Equity shares are integral to the world of investing whether we trade in them or not
By: Tavaga Research
Equity investment or investing in the stock markets is the Holy Grail of proactive investing. Everything related to it — from the initial public offering (IPO) of a company’s equity stake, the shares of a company to dividends given out by a company — is discussed with great enthusiasm.
Equity shares are a major asset class and play a significant role in asset diversification of investor portfolios.
Of course, if we belong to a young generation, equity shares are also the ones our parents warn us against when they say — ‘Avoid the markets’ by way of parental investment advice.
But seldom do we read about the meaning of equity shares or stock, its different types, their nuances. With this blog, we hope to look at everything there is to know about equity shares.
What Are Equity Shares?
An equity share represents a part-ownership. In investing, this is ownership of a company. The extent of ownership is determined by the number of shares (or division of ownership) made by the company.

_GIVEN INSTRUCTION 1_. Can you repeat the equity shares text from the words "Equity shares are a major" through "about equity shares.", switching "asset class" to "investment category"?

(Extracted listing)
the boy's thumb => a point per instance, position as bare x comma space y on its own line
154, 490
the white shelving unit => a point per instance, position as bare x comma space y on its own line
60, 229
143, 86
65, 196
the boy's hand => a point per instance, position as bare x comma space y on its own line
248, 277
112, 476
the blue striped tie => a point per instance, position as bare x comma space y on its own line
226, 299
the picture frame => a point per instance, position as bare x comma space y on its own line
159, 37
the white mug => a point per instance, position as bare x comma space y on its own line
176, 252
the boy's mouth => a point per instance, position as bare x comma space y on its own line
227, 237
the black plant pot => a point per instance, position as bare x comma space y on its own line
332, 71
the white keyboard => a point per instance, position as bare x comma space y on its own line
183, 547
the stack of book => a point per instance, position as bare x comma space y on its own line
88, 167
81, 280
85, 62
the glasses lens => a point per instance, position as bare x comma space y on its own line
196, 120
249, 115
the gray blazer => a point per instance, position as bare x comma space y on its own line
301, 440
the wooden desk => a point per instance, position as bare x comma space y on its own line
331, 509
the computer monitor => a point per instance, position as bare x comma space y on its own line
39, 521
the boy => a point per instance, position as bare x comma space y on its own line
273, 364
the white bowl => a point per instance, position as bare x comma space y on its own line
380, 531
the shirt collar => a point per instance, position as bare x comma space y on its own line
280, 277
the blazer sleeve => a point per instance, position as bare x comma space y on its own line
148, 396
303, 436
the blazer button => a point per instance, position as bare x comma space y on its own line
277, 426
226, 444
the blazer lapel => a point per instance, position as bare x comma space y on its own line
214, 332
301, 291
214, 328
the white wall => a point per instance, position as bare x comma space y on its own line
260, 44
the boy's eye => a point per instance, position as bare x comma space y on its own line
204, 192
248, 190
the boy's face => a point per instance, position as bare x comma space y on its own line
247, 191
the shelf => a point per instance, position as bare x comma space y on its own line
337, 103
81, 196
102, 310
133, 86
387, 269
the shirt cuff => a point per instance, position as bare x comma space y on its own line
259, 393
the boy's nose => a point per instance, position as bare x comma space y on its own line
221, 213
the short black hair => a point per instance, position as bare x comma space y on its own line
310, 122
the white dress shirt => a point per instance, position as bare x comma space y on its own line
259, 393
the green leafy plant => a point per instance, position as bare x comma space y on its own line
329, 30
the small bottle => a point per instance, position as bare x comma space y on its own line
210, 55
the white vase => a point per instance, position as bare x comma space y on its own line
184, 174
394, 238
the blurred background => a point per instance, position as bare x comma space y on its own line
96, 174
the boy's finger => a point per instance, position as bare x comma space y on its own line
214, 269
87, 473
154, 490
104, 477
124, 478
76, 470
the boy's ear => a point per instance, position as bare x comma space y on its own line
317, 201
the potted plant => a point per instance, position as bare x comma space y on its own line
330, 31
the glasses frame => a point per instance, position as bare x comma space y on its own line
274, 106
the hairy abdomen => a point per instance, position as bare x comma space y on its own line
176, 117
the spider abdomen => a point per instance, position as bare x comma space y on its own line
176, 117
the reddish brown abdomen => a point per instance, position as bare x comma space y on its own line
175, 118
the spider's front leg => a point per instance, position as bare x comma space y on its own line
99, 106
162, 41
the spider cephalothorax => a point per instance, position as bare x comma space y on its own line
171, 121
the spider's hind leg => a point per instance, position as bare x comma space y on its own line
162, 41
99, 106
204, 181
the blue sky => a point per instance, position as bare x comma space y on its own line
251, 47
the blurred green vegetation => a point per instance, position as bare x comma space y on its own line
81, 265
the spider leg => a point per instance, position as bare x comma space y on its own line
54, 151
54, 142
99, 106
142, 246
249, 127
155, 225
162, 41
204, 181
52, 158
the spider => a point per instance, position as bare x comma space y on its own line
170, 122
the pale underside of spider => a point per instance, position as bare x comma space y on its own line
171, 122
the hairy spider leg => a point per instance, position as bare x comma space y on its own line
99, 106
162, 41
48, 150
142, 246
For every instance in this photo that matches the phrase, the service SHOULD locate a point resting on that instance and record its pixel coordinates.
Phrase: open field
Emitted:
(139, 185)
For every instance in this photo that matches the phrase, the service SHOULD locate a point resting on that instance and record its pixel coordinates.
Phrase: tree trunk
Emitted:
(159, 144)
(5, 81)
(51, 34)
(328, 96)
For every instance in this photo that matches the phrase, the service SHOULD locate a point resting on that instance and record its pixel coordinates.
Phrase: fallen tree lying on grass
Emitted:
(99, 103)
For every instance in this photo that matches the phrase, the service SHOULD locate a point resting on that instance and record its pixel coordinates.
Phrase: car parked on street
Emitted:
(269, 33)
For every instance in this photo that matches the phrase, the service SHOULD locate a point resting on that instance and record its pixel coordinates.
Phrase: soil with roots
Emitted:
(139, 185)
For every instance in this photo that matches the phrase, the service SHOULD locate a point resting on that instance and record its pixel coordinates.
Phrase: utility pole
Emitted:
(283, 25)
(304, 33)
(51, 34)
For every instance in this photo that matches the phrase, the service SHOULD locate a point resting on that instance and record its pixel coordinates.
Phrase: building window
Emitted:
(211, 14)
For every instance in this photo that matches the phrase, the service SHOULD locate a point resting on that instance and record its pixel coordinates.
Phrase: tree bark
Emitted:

_GIVEN INSTRUCTION 2_. Which lines of the listing contain the word "abdomen"? Select each of them in full, treating case as significant.

_COMPLETE OUTPUT 1_.
Equity shares are a major investment category and play a significant role in asset diversification of investor portfolios.
Of course, if we belong to a young generation, equity shares are also the ones our parents warn us against when they say — ‘Avoid the markets’ by way of parental investment advice.
But seldom do we read about the meaning of equity shares or stock, its different types, their nuances. With this blog, we hope to look at everything there is to know about equity shares.

_COMPLETE OUTPUT 2_.
the hairy abdomen => a point per instance, position as bare x comma space y on its own line
the spider abdomen => a point per instance, position as bare x comma space y on its own line
the reddish brown abdomen => a point per instance, position as bare x comma space y on its own line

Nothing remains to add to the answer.